══ FONTE
I lapsus verbali: errore linguistico o cognitivo?
Oltre a questa confutazione puramente formale, esistono diversi argomenti convincenti che smentiscono la teoria del determinismo linguistico. Ad esempio vi sarete certamente ritrovati in una posizione simile: stai parlando liberamente e d’improvviso non ti viene una parola; ce l’hai sulla punta della lingua, sai nominarne sinonimi, ma semplicemente non riesci a ricordare quella parola precisa. In tale caso hai dimenticato soltanto la parola – l’etichetta linguistica – oppure l’intero concetto? Magari è una parola specifica, come albero a camme; sai esattamente cosa è, come funziona e te lo puoi anche immaginare visivamente. Se qualcuno ti mostrasse un disegno dell’oggetto, sapresti riconoscerlo.
Secondo la logica del determinismo linguistico, sarebbe impossibile concepire qualsiasi cosa senza disporre di un segno linguistico cui associarlo. Stando a Nietzsche senza una parola esplicita a disposizione, non potresti nemmeno visualizzarlo. Ma io, come Pinker e altri sostenitori del relativismo linguistico debole, credo che lapsus mentali come questi siano una prova facilmente intuibile di come i concetti possono esistere senza un particolare segno linguistico.
════
**AZIONI DA SVOLGERE**
A. Nel testo sui lapsus verbali, perché l'autore considera la parola sulla punta della lingua una prova contro il determinismo linguistico? Rispondi in una-tre frasi.
B. Come si traduce in inglese questa frase del testo sui lapsus verbali: "Se qualcuno ti mostrasse un disegno dell’oggetto, sapresti riconoscerlo."?
C. Modifica il tratto della fonte che va da "Oltre a questa" a "dell’oggetto, sapresti riconoscerlo.", mettendo "carburatore" al posto di "albero a camme".
══ VOCI ARCHIVIATE
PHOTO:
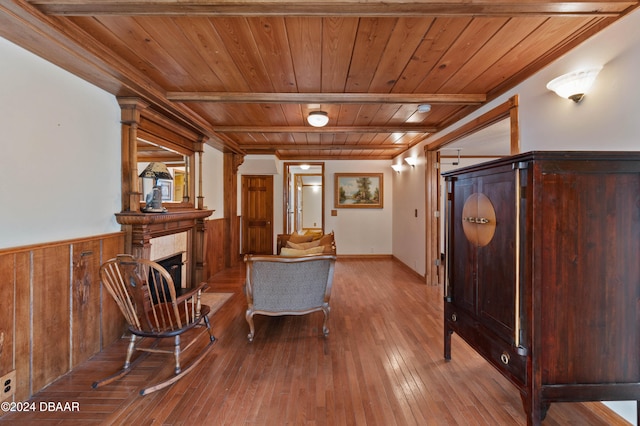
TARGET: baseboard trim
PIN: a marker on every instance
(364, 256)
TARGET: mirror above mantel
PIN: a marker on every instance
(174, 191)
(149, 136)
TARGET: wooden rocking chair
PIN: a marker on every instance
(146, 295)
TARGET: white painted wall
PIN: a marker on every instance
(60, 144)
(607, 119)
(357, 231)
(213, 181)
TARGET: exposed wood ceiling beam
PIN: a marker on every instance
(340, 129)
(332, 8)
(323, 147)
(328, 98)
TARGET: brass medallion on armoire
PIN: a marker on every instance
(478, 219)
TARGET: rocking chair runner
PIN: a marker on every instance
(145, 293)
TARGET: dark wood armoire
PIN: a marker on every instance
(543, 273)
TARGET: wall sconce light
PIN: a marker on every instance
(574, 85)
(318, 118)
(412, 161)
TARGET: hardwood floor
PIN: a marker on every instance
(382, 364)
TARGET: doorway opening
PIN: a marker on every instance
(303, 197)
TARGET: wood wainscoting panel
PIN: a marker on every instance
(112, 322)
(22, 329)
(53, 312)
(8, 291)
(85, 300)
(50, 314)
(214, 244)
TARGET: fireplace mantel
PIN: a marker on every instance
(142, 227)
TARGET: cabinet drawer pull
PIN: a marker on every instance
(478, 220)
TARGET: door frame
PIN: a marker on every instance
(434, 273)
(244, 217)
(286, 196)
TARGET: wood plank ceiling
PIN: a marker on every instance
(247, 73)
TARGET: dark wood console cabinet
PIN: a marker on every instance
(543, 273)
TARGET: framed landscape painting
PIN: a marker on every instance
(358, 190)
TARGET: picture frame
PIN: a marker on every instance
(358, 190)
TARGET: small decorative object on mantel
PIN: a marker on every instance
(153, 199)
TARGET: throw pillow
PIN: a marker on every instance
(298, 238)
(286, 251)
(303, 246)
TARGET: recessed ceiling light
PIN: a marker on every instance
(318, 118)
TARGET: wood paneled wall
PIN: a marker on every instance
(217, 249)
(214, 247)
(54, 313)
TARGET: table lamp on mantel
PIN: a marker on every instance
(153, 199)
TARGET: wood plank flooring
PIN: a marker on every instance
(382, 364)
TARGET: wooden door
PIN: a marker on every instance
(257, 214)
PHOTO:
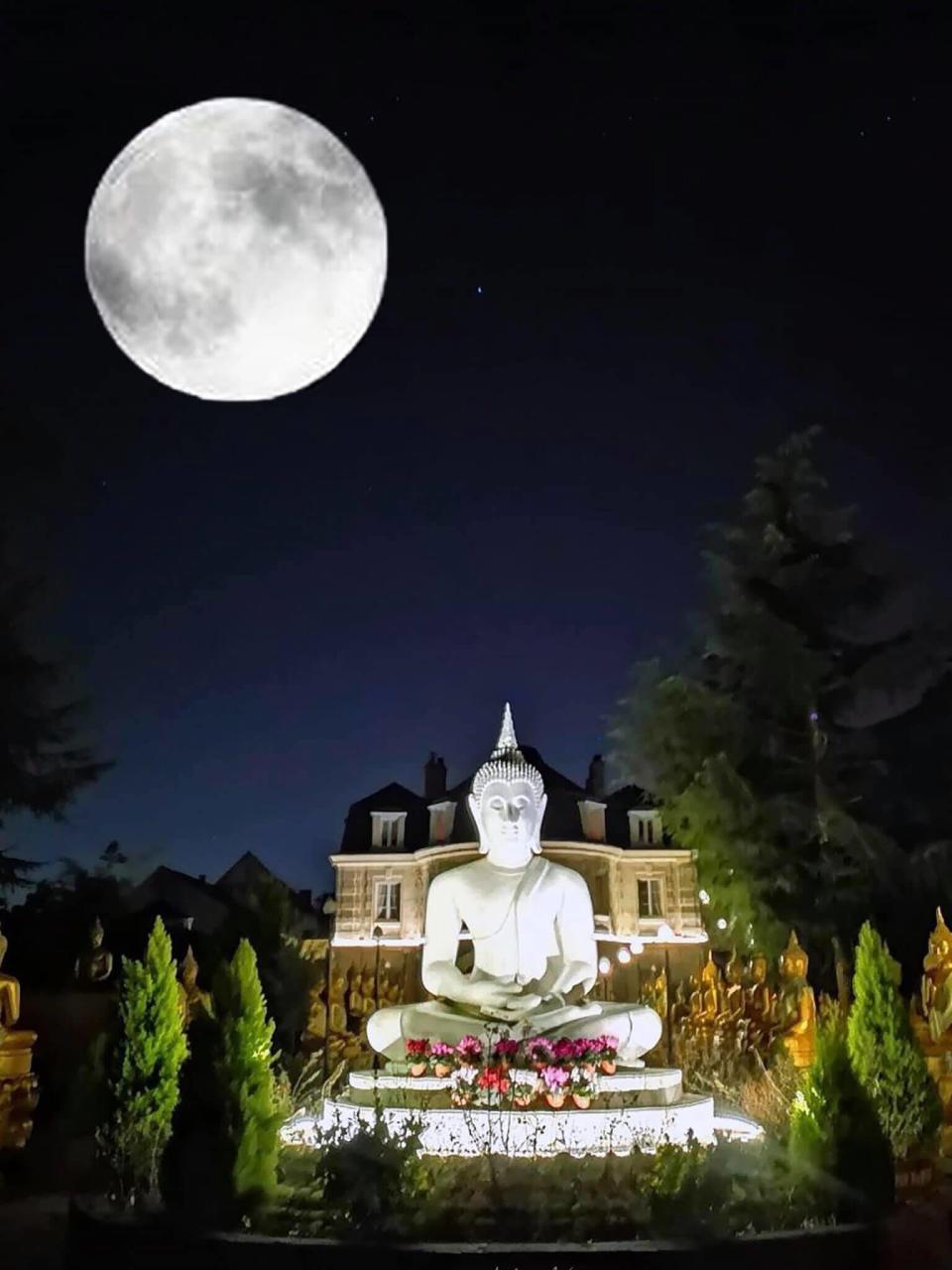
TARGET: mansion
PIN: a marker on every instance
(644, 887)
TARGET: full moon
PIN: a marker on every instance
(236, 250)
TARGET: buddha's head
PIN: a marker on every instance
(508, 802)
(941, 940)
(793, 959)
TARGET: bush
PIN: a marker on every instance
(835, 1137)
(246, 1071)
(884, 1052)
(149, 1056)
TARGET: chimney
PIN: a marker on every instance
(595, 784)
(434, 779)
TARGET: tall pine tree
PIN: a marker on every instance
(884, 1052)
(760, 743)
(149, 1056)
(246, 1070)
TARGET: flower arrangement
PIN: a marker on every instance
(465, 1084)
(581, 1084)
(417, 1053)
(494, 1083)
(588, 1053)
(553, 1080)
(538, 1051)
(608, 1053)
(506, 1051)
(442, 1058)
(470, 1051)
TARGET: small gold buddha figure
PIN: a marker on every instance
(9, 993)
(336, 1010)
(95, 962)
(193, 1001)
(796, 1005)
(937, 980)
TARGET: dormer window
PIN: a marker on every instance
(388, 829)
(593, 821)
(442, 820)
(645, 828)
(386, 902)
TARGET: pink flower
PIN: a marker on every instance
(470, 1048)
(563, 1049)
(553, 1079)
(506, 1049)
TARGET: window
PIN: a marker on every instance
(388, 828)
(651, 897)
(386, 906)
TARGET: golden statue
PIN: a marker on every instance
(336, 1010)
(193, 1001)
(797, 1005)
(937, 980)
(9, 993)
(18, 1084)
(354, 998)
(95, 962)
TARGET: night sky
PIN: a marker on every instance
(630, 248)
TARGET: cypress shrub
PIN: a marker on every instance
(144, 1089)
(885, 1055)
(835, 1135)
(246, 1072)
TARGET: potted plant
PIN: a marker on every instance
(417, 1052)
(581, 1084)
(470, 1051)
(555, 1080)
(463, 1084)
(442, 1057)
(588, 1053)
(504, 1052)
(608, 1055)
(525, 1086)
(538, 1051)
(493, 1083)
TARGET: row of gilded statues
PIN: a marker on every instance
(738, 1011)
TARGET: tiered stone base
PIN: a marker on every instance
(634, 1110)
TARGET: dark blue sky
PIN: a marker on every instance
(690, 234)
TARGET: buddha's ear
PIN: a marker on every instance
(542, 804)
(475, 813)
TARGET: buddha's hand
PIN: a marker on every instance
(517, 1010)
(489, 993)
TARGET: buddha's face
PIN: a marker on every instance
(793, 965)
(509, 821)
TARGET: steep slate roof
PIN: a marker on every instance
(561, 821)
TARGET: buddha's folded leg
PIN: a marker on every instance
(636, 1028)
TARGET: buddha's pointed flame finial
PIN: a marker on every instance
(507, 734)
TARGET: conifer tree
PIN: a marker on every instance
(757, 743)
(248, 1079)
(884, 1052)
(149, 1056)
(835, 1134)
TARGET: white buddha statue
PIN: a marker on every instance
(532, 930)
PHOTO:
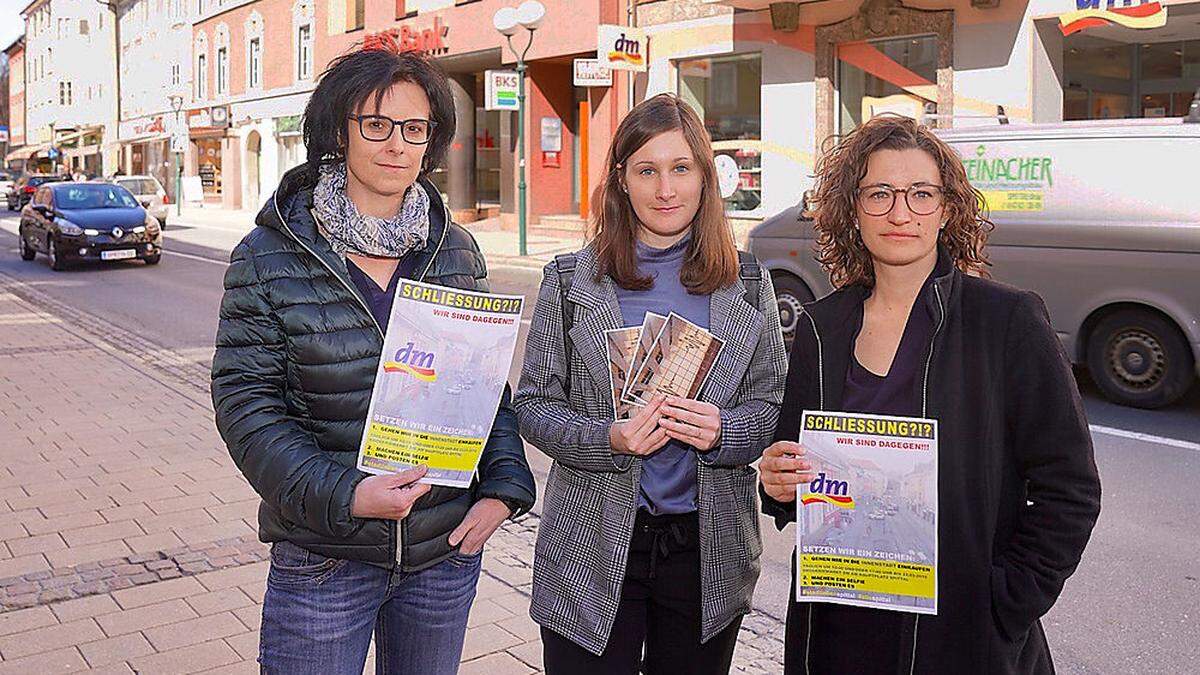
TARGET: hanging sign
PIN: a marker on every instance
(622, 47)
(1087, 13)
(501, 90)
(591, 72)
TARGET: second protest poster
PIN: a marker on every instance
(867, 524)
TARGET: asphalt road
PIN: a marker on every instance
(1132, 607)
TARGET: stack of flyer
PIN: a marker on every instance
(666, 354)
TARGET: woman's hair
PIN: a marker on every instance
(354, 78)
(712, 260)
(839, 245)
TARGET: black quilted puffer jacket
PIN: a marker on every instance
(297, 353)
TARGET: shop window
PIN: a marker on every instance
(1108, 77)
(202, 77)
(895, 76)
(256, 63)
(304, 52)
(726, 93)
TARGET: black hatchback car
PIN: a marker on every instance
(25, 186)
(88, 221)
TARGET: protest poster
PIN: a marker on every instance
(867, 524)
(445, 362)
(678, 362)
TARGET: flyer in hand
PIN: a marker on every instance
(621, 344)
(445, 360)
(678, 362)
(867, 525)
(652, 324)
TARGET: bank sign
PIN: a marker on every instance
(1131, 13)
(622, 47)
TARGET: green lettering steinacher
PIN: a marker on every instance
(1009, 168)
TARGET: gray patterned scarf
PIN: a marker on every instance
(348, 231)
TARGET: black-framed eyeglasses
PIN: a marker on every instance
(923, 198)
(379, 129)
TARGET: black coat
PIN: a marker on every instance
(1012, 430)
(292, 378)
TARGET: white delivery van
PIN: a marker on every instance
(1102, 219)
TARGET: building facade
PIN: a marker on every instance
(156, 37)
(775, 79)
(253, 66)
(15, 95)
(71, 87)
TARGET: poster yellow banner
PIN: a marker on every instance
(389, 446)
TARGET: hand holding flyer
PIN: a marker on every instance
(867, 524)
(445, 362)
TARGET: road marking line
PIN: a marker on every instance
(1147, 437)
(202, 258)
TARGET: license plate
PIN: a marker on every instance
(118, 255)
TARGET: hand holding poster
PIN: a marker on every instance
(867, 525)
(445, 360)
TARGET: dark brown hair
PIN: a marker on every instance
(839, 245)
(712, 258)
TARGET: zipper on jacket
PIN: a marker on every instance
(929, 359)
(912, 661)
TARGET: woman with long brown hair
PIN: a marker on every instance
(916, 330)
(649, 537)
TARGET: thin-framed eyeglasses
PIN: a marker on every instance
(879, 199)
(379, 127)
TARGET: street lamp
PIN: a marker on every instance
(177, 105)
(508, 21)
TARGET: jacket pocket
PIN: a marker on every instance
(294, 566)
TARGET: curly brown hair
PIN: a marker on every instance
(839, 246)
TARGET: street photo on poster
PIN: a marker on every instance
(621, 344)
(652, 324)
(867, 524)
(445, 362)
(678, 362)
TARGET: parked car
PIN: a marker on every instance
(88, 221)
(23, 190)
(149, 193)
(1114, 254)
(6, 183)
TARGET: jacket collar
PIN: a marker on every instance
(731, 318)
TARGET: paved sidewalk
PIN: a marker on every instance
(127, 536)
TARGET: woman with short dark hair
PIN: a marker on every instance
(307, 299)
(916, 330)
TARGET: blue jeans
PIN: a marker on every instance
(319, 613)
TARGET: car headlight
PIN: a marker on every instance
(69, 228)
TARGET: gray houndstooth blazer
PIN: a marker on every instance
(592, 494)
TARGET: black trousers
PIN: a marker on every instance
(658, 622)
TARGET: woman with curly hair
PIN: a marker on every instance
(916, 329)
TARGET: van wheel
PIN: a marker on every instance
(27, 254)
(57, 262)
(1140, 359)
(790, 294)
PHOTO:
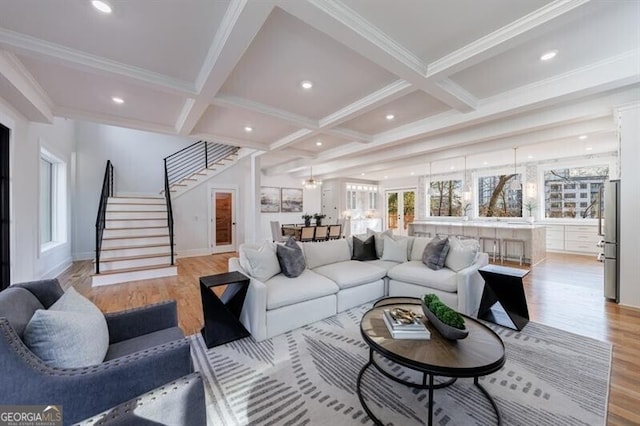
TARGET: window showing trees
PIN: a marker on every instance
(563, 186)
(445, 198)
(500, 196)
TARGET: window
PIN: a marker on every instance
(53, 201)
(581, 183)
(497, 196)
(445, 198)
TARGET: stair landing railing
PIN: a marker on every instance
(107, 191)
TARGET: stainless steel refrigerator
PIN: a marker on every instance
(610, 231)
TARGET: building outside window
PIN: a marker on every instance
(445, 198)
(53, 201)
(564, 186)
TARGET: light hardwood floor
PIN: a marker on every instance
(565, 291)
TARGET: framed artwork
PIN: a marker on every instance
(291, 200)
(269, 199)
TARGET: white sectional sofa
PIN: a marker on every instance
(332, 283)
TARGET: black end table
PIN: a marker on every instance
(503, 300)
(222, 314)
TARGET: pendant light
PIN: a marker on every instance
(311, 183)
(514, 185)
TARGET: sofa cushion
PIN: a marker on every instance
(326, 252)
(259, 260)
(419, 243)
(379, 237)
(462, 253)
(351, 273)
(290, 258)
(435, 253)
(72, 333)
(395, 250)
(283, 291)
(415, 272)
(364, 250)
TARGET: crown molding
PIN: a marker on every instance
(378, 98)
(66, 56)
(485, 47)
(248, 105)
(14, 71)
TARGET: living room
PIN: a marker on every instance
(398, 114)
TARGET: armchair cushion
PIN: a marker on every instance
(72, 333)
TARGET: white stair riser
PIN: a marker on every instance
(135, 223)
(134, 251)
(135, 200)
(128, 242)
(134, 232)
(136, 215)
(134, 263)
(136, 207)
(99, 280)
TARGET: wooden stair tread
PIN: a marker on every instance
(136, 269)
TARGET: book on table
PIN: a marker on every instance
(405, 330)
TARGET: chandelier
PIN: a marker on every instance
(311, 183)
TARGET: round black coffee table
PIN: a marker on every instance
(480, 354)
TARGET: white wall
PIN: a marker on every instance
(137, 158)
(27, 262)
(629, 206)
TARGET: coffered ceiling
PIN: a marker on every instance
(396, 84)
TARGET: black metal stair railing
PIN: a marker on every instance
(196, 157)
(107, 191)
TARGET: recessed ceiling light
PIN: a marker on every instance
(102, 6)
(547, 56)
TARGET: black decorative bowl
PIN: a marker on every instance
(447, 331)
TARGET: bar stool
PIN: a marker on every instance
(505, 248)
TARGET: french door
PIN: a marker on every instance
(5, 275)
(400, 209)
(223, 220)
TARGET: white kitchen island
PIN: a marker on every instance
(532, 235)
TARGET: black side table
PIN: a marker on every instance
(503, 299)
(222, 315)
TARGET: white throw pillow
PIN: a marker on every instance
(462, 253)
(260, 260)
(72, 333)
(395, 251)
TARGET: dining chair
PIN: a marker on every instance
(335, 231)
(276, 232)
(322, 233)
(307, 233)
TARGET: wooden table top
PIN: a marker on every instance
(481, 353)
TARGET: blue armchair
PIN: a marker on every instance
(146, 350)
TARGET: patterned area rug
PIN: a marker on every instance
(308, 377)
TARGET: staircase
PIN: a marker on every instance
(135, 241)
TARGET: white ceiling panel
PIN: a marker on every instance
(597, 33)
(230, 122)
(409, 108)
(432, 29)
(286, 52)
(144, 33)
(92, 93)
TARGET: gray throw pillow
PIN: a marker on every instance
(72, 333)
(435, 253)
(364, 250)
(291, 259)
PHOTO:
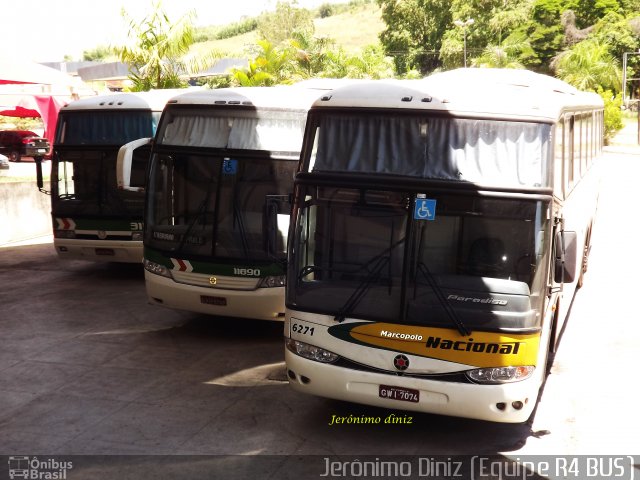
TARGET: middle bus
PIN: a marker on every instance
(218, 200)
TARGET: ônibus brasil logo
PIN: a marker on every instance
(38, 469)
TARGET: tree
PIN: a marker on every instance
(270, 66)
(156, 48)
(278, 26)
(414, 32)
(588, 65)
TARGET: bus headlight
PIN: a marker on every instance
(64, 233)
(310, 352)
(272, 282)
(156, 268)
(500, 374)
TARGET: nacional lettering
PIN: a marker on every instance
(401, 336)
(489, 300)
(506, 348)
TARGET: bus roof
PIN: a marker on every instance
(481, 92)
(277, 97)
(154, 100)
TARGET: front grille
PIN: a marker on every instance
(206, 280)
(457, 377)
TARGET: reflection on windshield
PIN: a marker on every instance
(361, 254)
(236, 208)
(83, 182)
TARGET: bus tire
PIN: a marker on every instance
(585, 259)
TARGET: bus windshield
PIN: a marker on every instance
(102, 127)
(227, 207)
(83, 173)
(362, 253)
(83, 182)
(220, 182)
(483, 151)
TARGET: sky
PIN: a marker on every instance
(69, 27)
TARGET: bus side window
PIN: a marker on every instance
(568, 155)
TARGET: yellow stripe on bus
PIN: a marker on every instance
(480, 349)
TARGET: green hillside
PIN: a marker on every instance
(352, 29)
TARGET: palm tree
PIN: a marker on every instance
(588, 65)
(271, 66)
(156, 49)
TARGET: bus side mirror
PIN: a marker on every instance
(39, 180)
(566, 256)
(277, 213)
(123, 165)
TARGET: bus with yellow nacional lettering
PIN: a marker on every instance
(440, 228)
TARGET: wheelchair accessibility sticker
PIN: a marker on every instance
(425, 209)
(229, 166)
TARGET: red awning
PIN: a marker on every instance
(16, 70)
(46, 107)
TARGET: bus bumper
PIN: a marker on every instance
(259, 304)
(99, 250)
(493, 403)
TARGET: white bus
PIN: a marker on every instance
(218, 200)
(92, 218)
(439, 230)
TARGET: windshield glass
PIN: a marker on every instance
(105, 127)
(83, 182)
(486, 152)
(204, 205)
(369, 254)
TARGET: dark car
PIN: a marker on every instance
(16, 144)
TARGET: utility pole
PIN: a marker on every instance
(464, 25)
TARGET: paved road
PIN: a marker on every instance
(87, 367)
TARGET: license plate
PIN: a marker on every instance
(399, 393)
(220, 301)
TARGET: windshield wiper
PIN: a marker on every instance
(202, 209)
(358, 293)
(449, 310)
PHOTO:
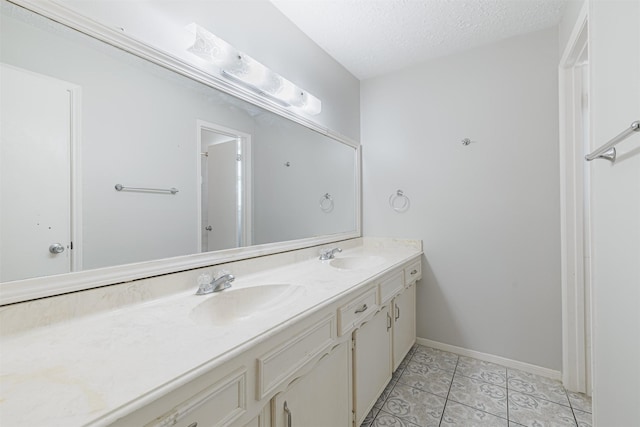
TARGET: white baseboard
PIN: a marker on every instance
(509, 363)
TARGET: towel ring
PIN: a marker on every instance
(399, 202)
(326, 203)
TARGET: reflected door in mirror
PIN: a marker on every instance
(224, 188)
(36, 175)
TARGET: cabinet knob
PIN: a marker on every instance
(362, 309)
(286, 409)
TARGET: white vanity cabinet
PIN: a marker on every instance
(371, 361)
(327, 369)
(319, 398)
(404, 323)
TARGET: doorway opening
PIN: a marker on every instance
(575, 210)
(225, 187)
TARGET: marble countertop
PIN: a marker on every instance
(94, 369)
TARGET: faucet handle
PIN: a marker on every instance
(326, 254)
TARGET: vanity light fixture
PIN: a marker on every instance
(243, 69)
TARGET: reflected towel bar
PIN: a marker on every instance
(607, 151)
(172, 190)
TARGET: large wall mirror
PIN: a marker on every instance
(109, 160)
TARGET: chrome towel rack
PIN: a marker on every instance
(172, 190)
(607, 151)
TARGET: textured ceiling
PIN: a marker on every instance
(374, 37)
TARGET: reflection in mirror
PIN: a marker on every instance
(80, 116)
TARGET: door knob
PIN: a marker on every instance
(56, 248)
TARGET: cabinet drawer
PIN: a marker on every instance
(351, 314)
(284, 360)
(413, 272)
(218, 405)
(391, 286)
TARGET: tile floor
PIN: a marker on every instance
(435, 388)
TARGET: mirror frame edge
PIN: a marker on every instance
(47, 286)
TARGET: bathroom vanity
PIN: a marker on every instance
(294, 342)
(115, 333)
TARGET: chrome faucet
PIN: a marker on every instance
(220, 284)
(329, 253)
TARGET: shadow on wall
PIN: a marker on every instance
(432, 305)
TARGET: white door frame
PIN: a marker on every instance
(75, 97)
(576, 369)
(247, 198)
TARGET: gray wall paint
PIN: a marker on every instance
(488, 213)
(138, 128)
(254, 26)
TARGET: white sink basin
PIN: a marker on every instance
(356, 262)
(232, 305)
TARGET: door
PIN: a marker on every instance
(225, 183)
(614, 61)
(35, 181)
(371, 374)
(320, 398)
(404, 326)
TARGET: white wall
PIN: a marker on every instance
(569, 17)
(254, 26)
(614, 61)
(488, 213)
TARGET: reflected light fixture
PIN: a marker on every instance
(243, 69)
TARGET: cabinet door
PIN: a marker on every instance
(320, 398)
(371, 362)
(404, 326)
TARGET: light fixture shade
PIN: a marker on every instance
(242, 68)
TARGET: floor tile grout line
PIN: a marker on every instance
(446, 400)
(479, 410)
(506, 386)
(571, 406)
════
**SOLUZIONI**
A. In quei casi si dimentica solo la parola, cioè l'etichetta linguistica, ma si sa ancora che cosa è l'oggetto e come funziona. Lo si può anche immaginare visivamente e riconoscere in un disegno. Secondo il determinismo linguistico questo sarebbe impossibile senza un segno linguistico, quindi questi lapsus mostrano che i concetti possono esistere senza una parola precisa.

B. If someone showed you a drawing of the object, you would be able to recognize it.

C.
Oltre a questa confutazione puramente formale, esistono diversi argomenti convincenti che smentiscono la teoria del determinismo linguistico. Ad esempio vi sarete certamente ritrovati in una posizione simile: stai parlando liberamente e d’improvviso non ti viene una parola; ce l’hai sulla punta della lingua, sai nominarne sinonimi, ma semplicemente non riesci a ricordare quella parola precisa. In tale caso hai dimenticato soltanto la parola – l’etichetta linguistica – oppure l’intero concetto? Magari è una parola specifica, come carburatore; sai esattamente cosa è, come funziona e te lo puoi anche immaginare visivamente. Se qualcuno ti mostrasse un disegno dell’oggetto, sapresti riconoscerlo.